* Exercise task
Everything in the data should be repeated exactly, save for the images.

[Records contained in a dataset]
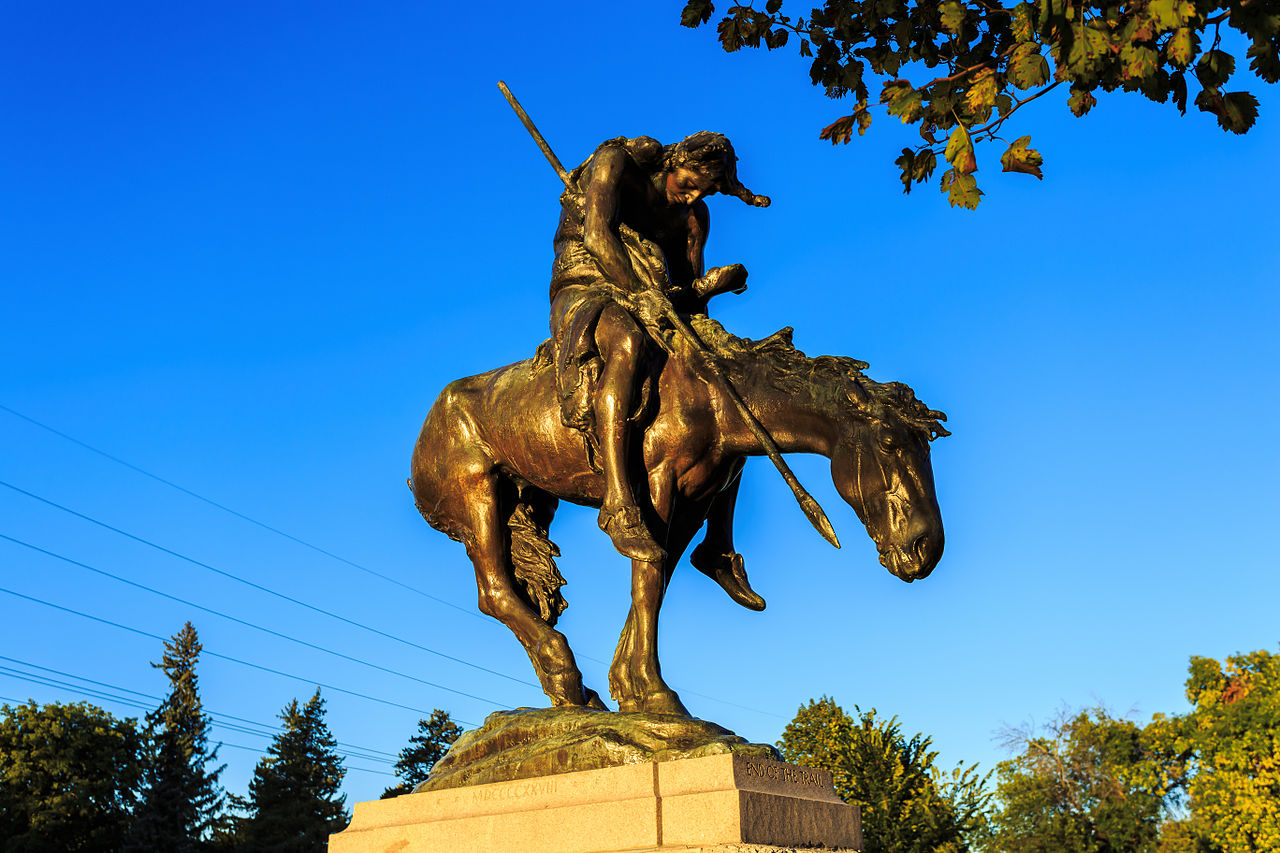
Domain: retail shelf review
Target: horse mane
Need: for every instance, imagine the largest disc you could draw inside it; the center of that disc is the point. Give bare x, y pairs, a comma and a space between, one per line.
778, 363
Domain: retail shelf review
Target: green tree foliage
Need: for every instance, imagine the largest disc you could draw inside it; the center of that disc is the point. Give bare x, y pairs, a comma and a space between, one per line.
1083, 784
1225, 753
293, 802
68, 776
433, 739
908, 804
181, 797
977, 62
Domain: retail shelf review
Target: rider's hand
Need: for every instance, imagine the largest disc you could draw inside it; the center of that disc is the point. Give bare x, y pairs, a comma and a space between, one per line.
650, 306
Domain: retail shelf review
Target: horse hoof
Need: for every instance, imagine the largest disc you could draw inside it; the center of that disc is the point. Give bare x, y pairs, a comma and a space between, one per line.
566, 690
663, 702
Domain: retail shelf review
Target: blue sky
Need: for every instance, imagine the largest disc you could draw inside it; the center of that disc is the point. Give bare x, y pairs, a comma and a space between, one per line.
246, 245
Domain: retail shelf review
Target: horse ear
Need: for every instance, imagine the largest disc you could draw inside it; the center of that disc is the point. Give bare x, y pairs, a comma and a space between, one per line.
782, 336
859, 396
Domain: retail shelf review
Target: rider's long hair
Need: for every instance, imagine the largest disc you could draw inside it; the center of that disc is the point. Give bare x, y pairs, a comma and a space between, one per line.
712, 154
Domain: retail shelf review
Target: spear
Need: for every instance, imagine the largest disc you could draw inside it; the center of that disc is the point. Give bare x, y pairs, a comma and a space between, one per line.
817, 518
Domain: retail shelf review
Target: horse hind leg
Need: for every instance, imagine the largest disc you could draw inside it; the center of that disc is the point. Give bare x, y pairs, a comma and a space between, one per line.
547, 648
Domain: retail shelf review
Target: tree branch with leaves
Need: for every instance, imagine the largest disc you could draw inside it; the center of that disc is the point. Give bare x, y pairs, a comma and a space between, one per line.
999, 58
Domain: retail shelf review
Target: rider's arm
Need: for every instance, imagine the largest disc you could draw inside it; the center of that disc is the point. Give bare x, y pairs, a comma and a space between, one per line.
718, 279
699, 226
600, 201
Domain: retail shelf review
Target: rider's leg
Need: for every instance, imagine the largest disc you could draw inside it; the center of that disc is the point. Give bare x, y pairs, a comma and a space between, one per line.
716, 556
621, 345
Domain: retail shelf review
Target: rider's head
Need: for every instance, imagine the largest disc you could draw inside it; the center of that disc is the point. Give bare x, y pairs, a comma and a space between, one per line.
703, 164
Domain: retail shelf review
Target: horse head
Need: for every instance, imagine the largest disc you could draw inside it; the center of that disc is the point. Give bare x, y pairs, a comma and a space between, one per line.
881, 466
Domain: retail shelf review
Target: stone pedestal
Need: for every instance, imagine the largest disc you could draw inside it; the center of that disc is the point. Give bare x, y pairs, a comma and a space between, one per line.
716, 803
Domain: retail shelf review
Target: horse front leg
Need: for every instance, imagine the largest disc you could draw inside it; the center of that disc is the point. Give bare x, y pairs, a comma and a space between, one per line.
635, 678
487, 546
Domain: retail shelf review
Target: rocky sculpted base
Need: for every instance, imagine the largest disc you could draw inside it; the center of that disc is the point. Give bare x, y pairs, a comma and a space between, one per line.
528, 743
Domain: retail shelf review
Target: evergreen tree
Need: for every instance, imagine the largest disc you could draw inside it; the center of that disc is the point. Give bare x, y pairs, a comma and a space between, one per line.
181, 797
908, 804
68, 778
293, 803
433, 739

* Answer
Domain: retail shelf review
Target: horse mane
Need: for every instance, imagine the largest disc you could draw inside it; the center of that disc is the point. Give bare x, y pairs, a comma and a space between, one per line.
778, 363
Domain: retail shelf review
Target: green tree foliage
Need: for every instance, imagine the largest disc you could draw inside it; the center of that disc is the point. Give bare x, y pairs, a comma and a space between, one per line.
1083, 784
1225, 753
293, 802
68, 776
433, 739
908, 804
181, 797
977, 62
Domain: retail shelf review
Target: rider's hand
Need: for every instance, imagine the largest disc you could draw inside it; the center of that disc is the point. Give bare x, y pairs, a comma and a space between, one per line.
650, 306
Domain: retail shelf review
Target: horse hoof
Need: for every instance, imagine the largest disc you could draw inside it; the center of that disc is the point. Give bare x, y pairs, a comma and a space between, one per line.
566, 690
663, 702
Domain: retail shelf review
Target: blue sky
Need: for every instance, imagine the largest disc you could draw inside it; the center of that disc is the point. Give bare x, y pairs, a comma and a space between, one per line.
246, 245
Domain: retail shelf review
Target: horse ear
Need: for every instance, imagine the largest disc you could draw inside it; the center of that disc is the point. Give bare x, y pairs, a comma and a space between, one per line.
782, 336
859, 396
Domain: retail shelf review
Target: rider's long hair
Need: for every instance, imagine the largest disc you could draw inside it; the center of that disc is the point. Give bare x, y pairs, a comma and a space between, one per line.
712, 154
Domain: retail shelf review
Target: spear
Need: for every instance, imagine the largest disc you could draw inside it; the center of that disc is the point. Give bare x, y pairs, a comma and a space between, one per line.
817, 518
Domain: retail shelf review
Target: horse hind leg
Need: for every instance, imagine the largest disc you could draw inside it; the center of that disc is the point. Give bare x, y pairs, a comma and a space between, one per line.
547, 648
Domain: retail shelf review
Target: tree branch with leaves
Need: for every instance, imagine the largest disc you could draw inside it; the center of that disc is the point. Give bare x, y pairs, a comma and a space between, one per line.
999, 58
Domain: retail shelf review
Target: rider's arm
Need: for every instance, imagine the largest disc you could draw inside it; the center of that disc is the point. Give bare x, y pairs, a comma and a space between, one per line.
718, 279
699, 226
600, 201
Domain: retail shelf review
Target: rider's leg
Need: for every instance, imagine the largest disc you could draw inside it; the center of that disc is the point. Give bare x, y pairs, a comma and a space between, one per line.
716, 556
621, 345
Domain: retail shelf review
Target: rider's head
Need: for every instance, imagine the largest disc you could draw inside it; the center of that disc is the point. Give bare x, y pairs, a comma and a space between, one per line.
703, 164
Domain: retail shelf review
Target: horse head
Need: for every instance, imagine the largest disc you could draw inside it; the center of that disc is the point. Give bare x, y pairs, a comma and a space between, one per line.
881, 466
Domain: retail shelf review
Target: stone pedestal
Need: for every instance, imagine the largest disc you could draw inside it; the center of that disc is the point. Give bare x, y pairs, a comma and a space between, one per line.
716, 803
Domain: retail shelf review
Target: horse front leg
Need: for every instance, imagine the largest disc you could draw inside it; the center of that disc is the point. Give bare x, y pairs, a comma and a space between, one per line.
635, 678
487, 546
Domain: retail shelf review
Target: rocky sculpted base
Need: for every instance, imagine the largest disc you could draw inside it; the center of that disc is the point. Give bare x, y pairs, a comma and a space between, one per line.
528, 743
Domain: retail shelf review
Target: evergreen tree
Need: for every instance, imagine the largest disc you could draw inside it; the center of that disc is the point. Give bare x, y pairs, a comma and a space between, one per line.
181, 797
908, 804
68, 778
293, 803
433, 739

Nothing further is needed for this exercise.